__Records shown__.
↓↓↓
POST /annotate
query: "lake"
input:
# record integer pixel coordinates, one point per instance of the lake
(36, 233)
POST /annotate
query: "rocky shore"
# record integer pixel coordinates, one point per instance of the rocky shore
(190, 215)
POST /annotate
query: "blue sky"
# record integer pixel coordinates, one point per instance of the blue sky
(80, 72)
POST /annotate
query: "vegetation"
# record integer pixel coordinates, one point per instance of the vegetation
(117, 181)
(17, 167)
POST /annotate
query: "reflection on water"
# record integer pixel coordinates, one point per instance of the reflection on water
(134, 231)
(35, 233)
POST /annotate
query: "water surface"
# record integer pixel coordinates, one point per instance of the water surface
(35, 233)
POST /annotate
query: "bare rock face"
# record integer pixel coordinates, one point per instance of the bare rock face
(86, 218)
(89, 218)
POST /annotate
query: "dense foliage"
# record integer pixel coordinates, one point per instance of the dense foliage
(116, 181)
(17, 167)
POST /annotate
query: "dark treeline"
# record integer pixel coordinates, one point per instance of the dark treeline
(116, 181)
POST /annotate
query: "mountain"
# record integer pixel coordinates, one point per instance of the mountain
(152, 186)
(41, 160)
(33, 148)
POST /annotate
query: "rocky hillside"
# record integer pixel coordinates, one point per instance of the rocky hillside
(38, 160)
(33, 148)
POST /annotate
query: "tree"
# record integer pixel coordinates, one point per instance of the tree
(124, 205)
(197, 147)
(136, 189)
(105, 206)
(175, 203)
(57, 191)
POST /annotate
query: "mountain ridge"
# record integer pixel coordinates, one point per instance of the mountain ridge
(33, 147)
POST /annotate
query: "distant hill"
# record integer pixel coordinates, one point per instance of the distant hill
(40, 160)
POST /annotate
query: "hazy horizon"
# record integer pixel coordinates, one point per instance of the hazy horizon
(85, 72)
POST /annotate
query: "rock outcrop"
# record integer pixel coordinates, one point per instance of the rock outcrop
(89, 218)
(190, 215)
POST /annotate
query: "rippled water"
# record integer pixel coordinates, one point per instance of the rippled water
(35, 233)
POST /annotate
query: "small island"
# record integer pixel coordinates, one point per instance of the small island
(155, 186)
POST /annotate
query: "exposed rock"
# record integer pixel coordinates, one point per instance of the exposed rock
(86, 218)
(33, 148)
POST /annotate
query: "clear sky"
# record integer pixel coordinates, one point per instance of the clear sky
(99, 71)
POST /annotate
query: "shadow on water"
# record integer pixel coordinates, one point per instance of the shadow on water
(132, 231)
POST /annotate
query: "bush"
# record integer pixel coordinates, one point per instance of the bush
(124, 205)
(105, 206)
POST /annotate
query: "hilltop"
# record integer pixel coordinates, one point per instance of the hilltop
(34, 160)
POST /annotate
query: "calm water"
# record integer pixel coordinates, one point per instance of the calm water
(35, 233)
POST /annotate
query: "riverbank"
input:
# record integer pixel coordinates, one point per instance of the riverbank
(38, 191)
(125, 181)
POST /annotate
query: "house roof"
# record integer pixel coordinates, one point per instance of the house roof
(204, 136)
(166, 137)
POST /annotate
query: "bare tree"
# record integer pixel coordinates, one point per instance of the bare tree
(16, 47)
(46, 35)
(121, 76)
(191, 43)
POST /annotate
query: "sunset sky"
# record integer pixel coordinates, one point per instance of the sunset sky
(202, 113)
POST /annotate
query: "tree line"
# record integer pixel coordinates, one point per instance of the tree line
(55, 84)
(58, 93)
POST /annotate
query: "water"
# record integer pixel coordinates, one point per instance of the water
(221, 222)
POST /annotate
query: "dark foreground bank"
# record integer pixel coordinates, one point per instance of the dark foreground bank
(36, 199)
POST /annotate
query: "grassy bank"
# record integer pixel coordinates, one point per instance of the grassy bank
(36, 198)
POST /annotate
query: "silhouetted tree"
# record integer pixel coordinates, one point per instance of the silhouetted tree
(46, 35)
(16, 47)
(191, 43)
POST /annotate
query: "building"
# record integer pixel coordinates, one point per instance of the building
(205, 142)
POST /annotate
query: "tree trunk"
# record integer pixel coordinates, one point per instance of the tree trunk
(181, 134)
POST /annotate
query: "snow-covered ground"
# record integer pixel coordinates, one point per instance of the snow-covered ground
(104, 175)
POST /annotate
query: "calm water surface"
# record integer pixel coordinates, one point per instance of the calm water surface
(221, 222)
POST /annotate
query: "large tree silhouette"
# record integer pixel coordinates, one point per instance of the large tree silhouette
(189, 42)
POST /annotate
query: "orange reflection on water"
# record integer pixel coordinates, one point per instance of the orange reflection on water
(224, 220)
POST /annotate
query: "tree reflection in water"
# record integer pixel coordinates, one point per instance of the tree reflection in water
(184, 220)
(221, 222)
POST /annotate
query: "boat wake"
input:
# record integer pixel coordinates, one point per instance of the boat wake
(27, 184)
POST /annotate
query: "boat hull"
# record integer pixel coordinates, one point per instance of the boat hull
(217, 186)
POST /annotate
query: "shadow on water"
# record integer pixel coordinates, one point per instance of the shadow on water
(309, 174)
↑↑↑
↓↓↓
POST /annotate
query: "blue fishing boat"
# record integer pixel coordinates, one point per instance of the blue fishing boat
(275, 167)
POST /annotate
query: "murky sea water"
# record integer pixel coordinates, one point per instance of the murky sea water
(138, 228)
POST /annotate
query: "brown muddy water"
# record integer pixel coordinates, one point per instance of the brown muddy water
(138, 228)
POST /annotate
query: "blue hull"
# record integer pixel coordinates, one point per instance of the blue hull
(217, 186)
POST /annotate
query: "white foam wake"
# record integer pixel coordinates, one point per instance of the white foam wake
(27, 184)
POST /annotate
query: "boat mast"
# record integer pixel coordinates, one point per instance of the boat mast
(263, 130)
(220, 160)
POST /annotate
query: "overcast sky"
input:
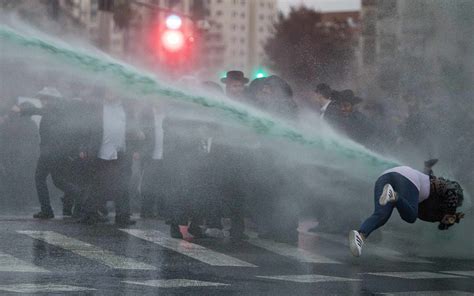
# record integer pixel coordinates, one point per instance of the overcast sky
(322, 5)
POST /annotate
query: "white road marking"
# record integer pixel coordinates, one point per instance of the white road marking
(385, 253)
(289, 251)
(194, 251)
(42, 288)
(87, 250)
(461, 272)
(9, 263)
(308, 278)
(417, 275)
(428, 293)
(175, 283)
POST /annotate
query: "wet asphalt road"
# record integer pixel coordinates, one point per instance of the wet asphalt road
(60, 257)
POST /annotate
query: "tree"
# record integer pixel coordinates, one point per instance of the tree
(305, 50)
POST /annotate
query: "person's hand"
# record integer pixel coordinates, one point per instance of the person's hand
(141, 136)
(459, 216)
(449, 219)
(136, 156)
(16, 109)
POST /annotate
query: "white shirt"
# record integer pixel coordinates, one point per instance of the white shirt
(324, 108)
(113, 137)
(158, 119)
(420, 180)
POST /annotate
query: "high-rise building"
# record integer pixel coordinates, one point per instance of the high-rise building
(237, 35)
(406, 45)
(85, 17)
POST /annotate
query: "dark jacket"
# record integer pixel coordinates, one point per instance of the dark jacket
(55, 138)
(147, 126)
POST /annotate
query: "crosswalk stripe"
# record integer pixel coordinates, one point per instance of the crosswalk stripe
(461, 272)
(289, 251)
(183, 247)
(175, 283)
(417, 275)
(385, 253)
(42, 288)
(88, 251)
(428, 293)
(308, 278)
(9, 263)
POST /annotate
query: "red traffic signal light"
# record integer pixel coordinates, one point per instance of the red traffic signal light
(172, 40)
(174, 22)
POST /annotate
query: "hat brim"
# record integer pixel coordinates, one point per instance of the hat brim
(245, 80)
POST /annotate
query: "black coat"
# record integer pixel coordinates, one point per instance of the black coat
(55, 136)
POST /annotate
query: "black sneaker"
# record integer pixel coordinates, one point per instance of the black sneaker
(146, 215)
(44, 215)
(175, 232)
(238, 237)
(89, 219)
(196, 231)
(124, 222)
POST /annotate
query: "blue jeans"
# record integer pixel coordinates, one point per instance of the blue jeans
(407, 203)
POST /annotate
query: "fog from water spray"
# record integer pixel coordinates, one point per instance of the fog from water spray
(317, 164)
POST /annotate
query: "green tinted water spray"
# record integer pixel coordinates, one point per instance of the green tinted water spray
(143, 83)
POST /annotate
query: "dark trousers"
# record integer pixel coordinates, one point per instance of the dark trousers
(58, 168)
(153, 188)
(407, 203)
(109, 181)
↑↑↑
↓↓↓
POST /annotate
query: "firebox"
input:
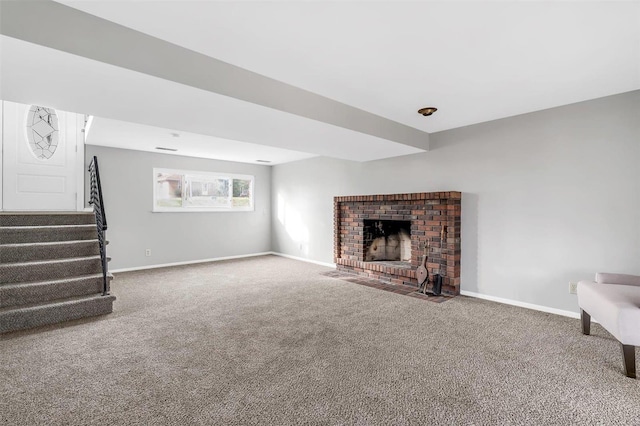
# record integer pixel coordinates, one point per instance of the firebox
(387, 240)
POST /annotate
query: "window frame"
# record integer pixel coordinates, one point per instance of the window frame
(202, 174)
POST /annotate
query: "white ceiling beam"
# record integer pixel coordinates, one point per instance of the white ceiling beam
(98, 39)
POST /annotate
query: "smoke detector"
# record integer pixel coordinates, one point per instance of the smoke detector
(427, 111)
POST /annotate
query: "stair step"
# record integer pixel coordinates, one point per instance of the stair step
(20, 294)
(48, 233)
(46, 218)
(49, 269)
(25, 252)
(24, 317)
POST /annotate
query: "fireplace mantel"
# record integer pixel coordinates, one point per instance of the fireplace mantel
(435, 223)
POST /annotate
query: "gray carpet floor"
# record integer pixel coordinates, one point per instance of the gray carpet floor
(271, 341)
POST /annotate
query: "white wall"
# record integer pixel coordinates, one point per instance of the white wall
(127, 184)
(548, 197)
↑↑↑
__Task description__. Count the lines in the material above that contain the string "coat", matching case exactly. Give only the number.

__Answer to this problem__. 2